## [Tu objetivo]
Escribe la continuación del texto sobre la historia de las Españas y la Tradición a partir de su última oración.

## [Texto]
▼▼▼
No es dable entender la historia de las Españas si nos empeñamos en juzgar la edad dorada en que fuimos bandera universal y poderosa con los criterios de nuestro siglo, ni mucho menos si nos empeñamos, como suele suceder por desgracia, en usar de las retrasadas perspectivas deciminónicas. Para calibrar la realidad de las Españas clásicas es necesario dar de lado a los estrechos conceptos de nacionalismo y abrir los ojos a los fecundos gérmenes del ideario tradicionalista.
El nacionalismo fue, en la historia de las ideas políticas, hijo del positivismo. En aras de repudiar aquel sentido de lo histórico, los positivistas, que ya redujeron el hombre a recortada biología, pretendieron postergar la historia a sencillo apéndice de la naturaleza. Saltóse desde la naturaleza a aquel saber nuevo bárbaramente llamado Sociología, buscando entender las conexiones humanas con uso exclusivo de los datos que la naturaleza aportó.(...)
Es la historia que perdura lo que caracteriza a los grupos humanos. Los rasgos físicos valen, sí, más no por sí mismos, ni inmediatamente; cuentan en la medida en que han sido capaces de incidir en el proceso histórico de un pueblo. La raza, la lengua o la geografía han servido para matizar un proceso humano secular, o sea, para caracterizar una Tradición. Y cuentan sólo en la proporción en que ayudaron al desenvolvimiento del proceso histórico que cuajó en la Tradición, pasado vivo, diferenciadora entre las gentes.
▲▲▲
## [Listado de un conjunto de datos]
▼▼▼
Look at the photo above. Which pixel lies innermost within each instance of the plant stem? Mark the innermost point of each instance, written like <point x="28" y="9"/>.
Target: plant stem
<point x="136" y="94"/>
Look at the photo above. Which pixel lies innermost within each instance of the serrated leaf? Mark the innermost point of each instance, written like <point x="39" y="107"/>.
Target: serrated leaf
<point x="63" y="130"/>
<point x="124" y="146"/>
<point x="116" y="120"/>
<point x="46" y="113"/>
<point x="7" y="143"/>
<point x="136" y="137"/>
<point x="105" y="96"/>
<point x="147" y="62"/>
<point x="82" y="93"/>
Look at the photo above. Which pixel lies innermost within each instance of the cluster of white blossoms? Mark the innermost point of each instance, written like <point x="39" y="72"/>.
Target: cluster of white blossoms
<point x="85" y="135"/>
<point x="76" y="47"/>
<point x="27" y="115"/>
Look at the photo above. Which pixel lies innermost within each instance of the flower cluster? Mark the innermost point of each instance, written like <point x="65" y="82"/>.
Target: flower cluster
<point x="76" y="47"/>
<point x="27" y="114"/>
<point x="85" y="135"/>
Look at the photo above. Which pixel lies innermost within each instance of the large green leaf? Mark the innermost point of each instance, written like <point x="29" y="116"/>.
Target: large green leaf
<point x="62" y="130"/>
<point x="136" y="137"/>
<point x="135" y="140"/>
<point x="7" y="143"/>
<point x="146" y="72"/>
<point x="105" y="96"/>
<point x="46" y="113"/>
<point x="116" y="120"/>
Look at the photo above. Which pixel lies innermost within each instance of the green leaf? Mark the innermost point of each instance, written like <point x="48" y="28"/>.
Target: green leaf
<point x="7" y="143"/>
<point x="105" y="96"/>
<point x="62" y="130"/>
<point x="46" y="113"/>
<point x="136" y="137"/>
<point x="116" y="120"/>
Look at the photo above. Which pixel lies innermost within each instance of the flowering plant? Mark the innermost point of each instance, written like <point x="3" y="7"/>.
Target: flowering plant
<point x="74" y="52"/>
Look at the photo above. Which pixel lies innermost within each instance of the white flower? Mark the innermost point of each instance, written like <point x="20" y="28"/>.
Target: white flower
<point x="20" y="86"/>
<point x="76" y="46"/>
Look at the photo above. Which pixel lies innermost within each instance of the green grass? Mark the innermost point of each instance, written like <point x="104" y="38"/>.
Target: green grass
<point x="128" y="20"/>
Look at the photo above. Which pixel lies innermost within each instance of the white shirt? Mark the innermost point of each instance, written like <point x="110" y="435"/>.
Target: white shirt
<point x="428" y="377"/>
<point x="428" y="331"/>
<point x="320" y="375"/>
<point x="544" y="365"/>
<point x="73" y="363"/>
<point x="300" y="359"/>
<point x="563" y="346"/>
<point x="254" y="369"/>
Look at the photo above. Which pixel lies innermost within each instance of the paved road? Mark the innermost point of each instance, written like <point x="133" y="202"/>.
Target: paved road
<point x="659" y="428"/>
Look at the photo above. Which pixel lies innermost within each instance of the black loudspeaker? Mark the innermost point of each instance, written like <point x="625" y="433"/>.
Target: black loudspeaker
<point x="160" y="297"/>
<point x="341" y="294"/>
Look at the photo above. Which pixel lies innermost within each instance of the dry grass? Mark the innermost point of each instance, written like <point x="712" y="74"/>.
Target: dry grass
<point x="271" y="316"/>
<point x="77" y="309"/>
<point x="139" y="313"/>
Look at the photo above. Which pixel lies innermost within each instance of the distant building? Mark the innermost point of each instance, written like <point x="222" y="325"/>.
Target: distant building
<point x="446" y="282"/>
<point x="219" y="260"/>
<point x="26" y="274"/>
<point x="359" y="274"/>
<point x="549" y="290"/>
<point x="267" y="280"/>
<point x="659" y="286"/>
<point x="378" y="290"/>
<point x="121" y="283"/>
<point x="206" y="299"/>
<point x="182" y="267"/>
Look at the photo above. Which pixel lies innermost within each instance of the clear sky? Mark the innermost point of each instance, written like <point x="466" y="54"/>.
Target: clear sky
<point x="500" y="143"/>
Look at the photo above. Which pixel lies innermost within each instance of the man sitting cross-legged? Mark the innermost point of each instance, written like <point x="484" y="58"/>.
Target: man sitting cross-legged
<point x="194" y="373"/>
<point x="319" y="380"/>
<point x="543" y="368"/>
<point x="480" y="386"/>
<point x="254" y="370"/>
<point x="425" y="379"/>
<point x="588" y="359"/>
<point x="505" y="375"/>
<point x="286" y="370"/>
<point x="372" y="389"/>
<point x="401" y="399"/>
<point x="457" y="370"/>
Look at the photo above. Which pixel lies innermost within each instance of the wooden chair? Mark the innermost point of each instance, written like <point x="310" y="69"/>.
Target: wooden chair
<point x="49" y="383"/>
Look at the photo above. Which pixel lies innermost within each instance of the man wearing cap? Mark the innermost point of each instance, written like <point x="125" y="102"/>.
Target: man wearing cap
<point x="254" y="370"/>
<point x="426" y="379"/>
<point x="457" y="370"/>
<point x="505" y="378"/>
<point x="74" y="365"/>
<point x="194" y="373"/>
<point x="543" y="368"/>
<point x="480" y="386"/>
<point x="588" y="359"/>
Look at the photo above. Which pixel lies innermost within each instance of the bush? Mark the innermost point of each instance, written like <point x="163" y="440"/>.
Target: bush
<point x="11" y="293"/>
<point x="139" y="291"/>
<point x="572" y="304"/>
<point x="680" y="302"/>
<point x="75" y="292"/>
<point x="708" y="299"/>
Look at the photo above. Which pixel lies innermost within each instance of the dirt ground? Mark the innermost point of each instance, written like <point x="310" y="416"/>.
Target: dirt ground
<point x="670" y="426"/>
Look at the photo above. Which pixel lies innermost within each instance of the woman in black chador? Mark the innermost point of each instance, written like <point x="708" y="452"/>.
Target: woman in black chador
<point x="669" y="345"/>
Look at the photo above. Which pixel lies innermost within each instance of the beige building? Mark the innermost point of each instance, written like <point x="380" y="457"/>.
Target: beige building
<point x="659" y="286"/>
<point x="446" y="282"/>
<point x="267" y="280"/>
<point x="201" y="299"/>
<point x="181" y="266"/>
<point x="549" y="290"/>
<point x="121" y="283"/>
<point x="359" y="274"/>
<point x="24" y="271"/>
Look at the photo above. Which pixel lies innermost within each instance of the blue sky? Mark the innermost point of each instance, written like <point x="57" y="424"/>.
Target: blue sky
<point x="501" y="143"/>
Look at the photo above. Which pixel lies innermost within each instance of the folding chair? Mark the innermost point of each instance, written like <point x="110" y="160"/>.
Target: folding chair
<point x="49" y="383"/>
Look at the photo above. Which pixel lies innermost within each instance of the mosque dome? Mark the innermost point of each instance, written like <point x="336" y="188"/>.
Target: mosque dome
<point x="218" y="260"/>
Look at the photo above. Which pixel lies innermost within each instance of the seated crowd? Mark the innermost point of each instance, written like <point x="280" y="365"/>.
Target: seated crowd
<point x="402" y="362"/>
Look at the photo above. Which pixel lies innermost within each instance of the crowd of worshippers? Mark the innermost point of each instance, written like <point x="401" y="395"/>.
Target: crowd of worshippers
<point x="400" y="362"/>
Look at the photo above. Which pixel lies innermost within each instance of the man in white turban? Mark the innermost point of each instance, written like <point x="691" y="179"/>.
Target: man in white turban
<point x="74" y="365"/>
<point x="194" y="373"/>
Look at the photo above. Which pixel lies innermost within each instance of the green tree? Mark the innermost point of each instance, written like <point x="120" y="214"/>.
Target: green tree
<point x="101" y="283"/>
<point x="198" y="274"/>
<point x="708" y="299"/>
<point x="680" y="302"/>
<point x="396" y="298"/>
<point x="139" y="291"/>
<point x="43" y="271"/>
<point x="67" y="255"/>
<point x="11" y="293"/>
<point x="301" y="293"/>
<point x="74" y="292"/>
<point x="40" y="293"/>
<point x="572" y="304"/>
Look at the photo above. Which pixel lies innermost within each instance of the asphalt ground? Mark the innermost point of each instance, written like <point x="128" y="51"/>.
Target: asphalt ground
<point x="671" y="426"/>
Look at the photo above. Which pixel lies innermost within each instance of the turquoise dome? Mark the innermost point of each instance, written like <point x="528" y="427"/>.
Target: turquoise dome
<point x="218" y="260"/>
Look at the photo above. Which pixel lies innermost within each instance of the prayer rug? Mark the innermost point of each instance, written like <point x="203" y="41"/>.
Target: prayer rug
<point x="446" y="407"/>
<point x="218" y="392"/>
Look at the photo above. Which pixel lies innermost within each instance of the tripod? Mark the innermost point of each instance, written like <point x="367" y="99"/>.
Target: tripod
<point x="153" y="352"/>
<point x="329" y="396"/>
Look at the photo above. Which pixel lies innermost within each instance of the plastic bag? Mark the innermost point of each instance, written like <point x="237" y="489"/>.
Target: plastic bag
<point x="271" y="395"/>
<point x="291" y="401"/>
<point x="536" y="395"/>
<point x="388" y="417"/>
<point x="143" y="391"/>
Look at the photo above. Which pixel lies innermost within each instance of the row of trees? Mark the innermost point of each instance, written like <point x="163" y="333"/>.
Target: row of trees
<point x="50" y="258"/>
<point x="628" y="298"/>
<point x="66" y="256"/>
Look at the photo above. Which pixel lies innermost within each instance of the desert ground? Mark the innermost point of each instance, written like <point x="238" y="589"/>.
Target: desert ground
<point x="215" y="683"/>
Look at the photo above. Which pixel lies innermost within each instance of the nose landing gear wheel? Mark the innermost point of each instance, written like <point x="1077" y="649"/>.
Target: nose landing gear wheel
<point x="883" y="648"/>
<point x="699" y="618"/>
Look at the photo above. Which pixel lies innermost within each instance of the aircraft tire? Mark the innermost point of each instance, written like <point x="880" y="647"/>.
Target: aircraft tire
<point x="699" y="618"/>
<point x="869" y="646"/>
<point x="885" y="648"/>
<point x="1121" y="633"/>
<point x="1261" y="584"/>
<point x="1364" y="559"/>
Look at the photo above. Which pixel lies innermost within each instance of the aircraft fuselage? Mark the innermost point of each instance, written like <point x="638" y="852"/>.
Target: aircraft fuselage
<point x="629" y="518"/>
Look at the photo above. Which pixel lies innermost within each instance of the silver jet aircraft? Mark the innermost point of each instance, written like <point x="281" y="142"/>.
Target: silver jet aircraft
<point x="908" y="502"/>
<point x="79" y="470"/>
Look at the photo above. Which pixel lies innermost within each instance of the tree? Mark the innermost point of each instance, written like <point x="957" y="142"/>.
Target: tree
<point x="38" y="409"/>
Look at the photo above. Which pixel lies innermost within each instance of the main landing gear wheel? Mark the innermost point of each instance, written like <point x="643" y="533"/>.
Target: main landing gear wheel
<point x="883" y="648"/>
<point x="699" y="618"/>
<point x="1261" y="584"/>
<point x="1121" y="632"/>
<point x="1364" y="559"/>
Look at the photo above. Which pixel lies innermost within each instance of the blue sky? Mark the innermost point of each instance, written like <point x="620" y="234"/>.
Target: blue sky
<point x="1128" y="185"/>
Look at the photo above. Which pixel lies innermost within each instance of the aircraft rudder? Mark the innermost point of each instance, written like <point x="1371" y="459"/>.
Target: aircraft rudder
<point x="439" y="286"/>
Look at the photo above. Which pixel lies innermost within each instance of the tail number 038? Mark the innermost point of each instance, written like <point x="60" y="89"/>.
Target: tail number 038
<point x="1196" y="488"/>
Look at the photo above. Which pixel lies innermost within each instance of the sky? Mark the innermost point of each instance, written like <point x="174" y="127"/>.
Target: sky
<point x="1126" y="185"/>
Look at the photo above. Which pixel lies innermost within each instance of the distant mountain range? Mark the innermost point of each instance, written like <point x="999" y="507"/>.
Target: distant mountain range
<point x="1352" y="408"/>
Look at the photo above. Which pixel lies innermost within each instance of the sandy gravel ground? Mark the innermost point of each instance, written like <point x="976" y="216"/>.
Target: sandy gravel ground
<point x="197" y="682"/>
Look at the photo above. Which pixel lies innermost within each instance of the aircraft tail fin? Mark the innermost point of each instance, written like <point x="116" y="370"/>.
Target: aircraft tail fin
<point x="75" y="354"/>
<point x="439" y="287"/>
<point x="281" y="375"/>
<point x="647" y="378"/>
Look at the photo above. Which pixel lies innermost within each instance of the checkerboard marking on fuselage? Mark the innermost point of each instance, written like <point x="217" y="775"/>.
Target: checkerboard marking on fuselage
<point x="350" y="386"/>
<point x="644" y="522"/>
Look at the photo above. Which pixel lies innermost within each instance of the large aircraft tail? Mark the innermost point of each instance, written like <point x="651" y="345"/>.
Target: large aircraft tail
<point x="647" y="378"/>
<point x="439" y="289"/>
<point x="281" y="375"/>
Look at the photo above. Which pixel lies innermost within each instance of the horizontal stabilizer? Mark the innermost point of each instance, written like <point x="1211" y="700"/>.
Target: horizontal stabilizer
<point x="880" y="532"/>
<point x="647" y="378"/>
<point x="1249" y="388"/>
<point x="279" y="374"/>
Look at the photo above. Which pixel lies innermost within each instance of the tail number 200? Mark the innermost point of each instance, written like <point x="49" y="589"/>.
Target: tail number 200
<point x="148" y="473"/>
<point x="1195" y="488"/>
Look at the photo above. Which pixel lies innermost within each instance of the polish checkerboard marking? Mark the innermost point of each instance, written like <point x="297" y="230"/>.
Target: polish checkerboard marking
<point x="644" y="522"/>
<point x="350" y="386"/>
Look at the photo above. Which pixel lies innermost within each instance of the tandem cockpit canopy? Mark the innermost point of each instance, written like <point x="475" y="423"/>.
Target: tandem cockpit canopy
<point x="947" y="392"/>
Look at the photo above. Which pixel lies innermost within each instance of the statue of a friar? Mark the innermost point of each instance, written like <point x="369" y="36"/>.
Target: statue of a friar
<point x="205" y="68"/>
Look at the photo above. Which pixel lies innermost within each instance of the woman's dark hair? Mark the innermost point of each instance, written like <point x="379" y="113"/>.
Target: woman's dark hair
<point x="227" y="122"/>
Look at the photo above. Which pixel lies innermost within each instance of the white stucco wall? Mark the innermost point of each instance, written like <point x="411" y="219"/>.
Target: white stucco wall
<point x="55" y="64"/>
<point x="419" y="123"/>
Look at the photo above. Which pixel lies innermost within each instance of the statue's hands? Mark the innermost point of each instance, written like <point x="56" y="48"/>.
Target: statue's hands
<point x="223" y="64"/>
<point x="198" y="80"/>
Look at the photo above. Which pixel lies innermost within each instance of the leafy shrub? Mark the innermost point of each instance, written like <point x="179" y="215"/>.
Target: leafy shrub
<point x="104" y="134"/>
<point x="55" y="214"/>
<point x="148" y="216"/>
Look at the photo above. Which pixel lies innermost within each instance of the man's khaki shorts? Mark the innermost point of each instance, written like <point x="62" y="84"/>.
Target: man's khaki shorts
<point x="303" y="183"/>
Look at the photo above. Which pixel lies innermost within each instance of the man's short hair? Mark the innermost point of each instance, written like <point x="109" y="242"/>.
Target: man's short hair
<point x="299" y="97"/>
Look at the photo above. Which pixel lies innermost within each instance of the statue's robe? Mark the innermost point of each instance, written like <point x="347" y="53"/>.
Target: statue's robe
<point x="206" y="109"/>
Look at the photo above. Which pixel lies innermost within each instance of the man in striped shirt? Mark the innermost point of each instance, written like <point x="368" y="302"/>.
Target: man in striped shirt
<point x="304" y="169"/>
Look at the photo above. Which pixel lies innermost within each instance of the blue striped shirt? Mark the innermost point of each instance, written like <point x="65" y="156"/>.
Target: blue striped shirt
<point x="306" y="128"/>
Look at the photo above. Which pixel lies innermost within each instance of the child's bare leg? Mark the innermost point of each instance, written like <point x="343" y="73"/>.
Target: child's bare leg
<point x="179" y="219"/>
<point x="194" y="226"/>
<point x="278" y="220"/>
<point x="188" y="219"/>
▲▲▲
## [Respuesta]
El orbe de las Españas no ha de ser mirado desde ese retrasado positivismo de las nacionalidades entendidas a lo positivista, sino desde el ángulo de un tradicionalismo que asuma las realidades del quehacer histórico. Porque las Españas fueron una Monarquía federativa y misionera, varia y católica, formada por un manojo de pueblos dotados de peculiaridades de toda especie, raciales, lingüísticas, políticas, jurídicas y culturales, pero, eso sí, todos unidos por dos lazos indestructibles: la fe en el mismo Dios y la fidelidad al mismo Rey. Tan cierto es esto que dos hechos aparecen con luminosidad cegadora a cualquier estudioso de nuestros años magnos: primero, la monarquía era tan varia que hasta en los títulos variaba, pues que no había Rey de España, sino rey de Castilla o de Nápoles, duque de Milán o del Brabante, señor de Vizcaya o de Kandi, marqués del Finale o de Oristán, conde de Barcelona o del Franco-Condado; segundo, cada una de estas arquitecturas políticas de las Españas supusieron la autonomía institucional y la libertad, autonomía y libertad perdidas por dichos pueblos desde Cerdeña al Artois o desde Flandes a Sicilia, cuando la fuerza de las armas --y quede claro que jamás la voluntad de los pueblos españolísimos siempre-- las hicieron salir de la confederación de las Españas.
Francisco Elías de Tejada. El Franco-Condado Hispánico. Ediciones Jurra, Sevilla 1975. Capítulo I Puntos de Partida. 1. Presupuestos doctrinales.